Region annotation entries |
— Begin —
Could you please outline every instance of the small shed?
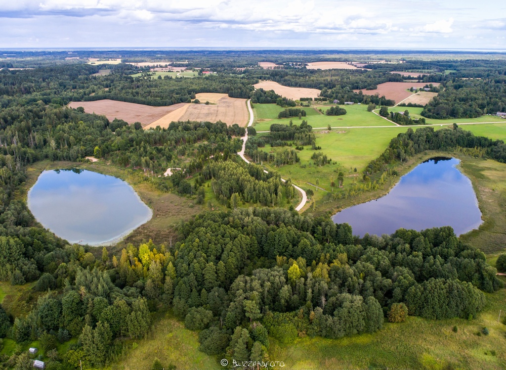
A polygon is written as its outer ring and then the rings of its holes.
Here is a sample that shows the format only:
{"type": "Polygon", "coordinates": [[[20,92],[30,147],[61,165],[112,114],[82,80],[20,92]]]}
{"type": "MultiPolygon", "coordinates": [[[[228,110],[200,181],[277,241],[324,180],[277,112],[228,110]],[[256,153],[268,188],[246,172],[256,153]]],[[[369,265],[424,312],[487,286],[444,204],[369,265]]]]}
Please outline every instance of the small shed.
{"type": "Polygon", "coordinates": [[[33,367],[37,368],[45,368],[46,367],[46,364],[44,363],[44,361],[35,360],[33,361],[33,367]]]}

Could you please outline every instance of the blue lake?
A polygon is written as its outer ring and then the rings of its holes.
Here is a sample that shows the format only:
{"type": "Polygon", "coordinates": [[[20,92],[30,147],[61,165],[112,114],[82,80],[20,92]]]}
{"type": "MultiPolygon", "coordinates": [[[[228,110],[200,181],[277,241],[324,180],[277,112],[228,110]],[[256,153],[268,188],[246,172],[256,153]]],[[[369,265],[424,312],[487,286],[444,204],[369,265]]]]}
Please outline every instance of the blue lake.
{"type": "Polygon", "coordinates": [[[353,234],[381,235],[404,229],[423,230],[451,226],[457,235],[483,222],[471,180],[455,166],[455,158],[434,158],[401,177],[387,195],[336,213],[336,224],[347,223],[353,234]]]}
{"type": "Polygon", "coordinates": [[[28,192],[28,206],[59,237],[90,245],[118,241],[152,215],[126,182],[86,170],[44,171],[28,192]]]}

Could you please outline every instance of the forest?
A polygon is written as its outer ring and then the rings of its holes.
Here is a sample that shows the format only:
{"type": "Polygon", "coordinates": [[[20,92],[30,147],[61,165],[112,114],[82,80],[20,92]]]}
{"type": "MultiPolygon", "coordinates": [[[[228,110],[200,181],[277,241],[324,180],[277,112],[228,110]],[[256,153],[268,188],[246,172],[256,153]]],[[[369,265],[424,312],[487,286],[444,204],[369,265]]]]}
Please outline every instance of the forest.
{"type": "MultiPolygon", "coordinates": [[[[111,67],[109,75],[92,76],[99,66],[62,61],[65,54],[56,52],[54,59],[44,62],[34,53],[36,69],[0,70],[0,280],[31,287],[25,314],[13,317],[0,306],[0,347],[37,341],[48,369],[76,369],[81,361],[88,368],[110,366],[130,350],[129,341],[150,332],[154,318],[170,312],[198,331],[202,352],[229,360],[265,360],[272,339],[287,346],[305,337],[376,332],[386,322],[402,322],[408,316],[473,320],[485,309],[486,293],[503,287],[485,254],[449,227],[400,229],[360,239],[349,225],[336,225],[327,215],[293,210],[297,195],[291,180],[282,181],[275,171],[265,173],[262,165],[281,171],[306,155],[301,147],[311,145],[306,150],[313,151],[308,158],[314,167],[329,167],[332,159],[318,149],[305,120],[273,124],[262,136],[254,128],[221,122],[173,122],[166,128],[144,130],[138,123],[109,121],[65,106],[71,101],[104,98],[171,105],[191,101],[200,92],[219,92],[254,103],[276,103],[286,107],[280,114],[283,117],[300,115],[302,119],[306,111],[293,106],[294,101],[272,91],[254,90],[253,84],[269,79],[322,89],[321,100],[384,106],[394,122],[411,124],[407,110],[390,115],[392,101],[353,91],[402,81],[390,73],[393,65],[371,64],[372,70],[309,70],[302,64],[323,52],[267,51],[263,60],[270,58],[285,68],[263,70],[257,66],[261,57],[248,51],[199,57],[181,51],[174,53],[175,60],[197,66],[198,59],[199,66],[218,73],[150,80],[132,77],[144,70],[124,63],[111,67]],[[294,56],[301,63],[297,68],[289,64],[294,56]],[[251,68],[235,69],[245,66],[251,68]],[[245,154],[251,164],[236,155],[246,129],[250,137],[245,154]],[[266,145],[281,147],[275,153],[259,150],[266,145]],[[198,204],[214,197],[218,209],[181,221],[178,236],[170,244],[147,240],[98,252],[69,245],[36,221],[20,194],[26,190],[27,169],[35,162],[78,163],[88,156],[142,174],[144,181],[162,193],[177,194],[198,204]],[[182,170],[163,176],[167,168],[175,167],[182,170]],[[63,345],[65,350],[59,350],[63,345]]],[[[143,55],[156,59],[150,53],[143,55]]],[[[140,58],[133,52],[123,61],[140,58]]],[[[0,66],[27,63],[2,59],[0,66]]],[[[501,65],[480,60],[408,61],[395,67],[433,70],[424,82],[440,82],[444,89],[423,115],[445,118],[506,110],[501,65]],[[461,79],[475,67],[481,80],[461,79]],[[494,68],[495,74],[490,71],[494,68]],[[449,69],[456,71],[444,72],[449,69]]],[[[339,107],[331,109],[328,114],[346,113],[339,107]]],[[[453,130],[409,128],[368,164],[350,191],[377,189],[386,176],[397,174],[398,161],[427,150],[458,150],[506,163],[501,140],[475,135],[456,125],[453,130]]],[[[336,176],[342,183],[343,172],[336,176]]],[[[497,259],[501,271],[505,261],[497,259]]],[[[15,349],[0,355],[0,368],[31,368],[31,359],[26,351],[15,349]]]]}

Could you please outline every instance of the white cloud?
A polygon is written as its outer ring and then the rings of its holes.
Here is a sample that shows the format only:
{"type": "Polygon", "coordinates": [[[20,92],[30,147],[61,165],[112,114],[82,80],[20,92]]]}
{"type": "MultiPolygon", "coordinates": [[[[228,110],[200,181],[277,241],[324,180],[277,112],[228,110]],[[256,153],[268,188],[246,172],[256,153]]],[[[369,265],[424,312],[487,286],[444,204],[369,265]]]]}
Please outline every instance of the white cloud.
{"type": "Polygon", "coordinates": [[[434,32],[439,33],[451,33],[453,31],[451,26],[453,24],[453,18],[450,18],[447,21],[444,20],[436,21],[433,23],[426,24],[422,28],[422,32],[434,32]]]}

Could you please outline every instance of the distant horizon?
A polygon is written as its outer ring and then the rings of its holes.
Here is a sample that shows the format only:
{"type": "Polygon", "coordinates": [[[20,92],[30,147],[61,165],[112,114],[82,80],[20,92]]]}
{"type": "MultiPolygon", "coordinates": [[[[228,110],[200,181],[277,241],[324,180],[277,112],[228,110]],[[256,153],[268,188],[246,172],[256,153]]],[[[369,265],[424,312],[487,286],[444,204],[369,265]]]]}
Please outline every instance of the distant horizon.
{"type": "Polygon", "coordinates": [[[363,52],[445,52],[465,53],[472,52],[477,53],[492,53],[494,54],[506,54],[506,48],[504,49],[451,49],[451,48],[323,48],[323,47],[222,47],[209,46],[195,47],[19,47],[19,48],[2,48],[0,47],[0,51],[363,51],[363,52]]]}
{"type": "Polygon", "coordinates": [[[20,0],[2,4],[0,49],[502,51],[505,13],[474,0],[20,0]]]}

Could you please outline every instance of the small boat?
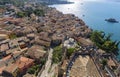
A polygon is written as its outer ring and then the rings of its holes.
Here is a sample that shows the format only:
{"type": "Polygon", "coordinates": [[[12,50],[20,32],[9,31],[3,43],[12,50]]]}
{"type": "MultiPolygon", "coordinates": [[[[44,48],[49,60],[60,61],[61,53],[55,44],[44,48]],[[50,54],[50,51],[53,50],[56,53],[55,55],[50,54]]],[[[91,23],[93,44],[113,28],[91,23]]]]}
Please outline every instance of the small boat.
{"type": "Polygon", "coordinates": [[[105,21],[111,22],[111,23],[119,23],[119,22],[118,22],[116,19],[114,19],[114,18],[105,19],[105,21]]]}

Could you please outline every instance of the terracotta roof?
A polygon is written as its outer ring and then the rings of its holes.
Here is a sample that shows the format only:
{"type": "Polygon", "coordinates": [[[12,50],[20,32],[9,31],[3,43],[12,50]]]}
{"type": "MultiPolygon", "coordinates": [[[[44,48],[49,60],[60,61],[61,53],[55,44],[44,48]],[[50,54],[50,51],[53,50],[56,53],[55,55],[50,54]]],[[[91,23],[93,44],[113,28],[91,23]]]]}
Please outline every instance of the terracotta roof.
{"type": "Polygon", "coordinates": [[[7,71],[9,73],[13,73],[17,68],[18,68],[17,65],[11,64],[11,65],[7,66],[3,71],[7,71]]]}
{"type": "Polygon", "coordinates": [[[29,48],[26,54],[31,58],[39,59],[40,57],[43,57],[45,53],[46,51],[44,51],[40,46],[35,45],[29,48]]]}
{"type": "Polygon", "coordinates": [[[24,68],[28,68],[32,63],[34,63],[33,59],[29,59],[27,57],[20,57],[20,59],[17,60],[15,64],[20,70],[23,70],[24,68]]]}

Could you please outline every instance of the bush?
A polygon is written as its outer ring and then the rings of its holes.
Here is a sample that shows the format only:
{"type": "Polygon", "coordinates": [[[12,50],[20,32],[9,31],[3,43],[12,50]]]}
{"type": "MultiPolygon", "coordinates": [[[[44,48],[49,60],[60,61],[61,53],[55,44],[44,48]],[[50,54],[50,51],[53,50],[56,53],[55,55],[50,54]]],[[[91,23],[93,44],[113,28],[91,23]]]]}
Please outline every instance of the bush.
— End —
Copy out the lines from the start of the records through the line containing "Please outline every instance of the small shed.", with both ends included. Leave out the pictures.

Could you please outline every instance of the small shed?
A polygon is written as its outer ring and then the rings of its holes.
Here is a sample that shows the format only:
{"type": "Polygon", "coordinates": [[[20,92],[30,147],[61,165],[112,114],[82,80],[20,92]]]}
{"type": "MultiPolygon", "coordinates": [[[[228,110],[200,181],[277,241],[324,180],[277,112],[228,110]],[[256,153],[268,188],[246,172],[256,153]]],[[[369,265],[424,312],[487,286],[444,204],[369,265]]]]}
Please outline every instance of the small shed.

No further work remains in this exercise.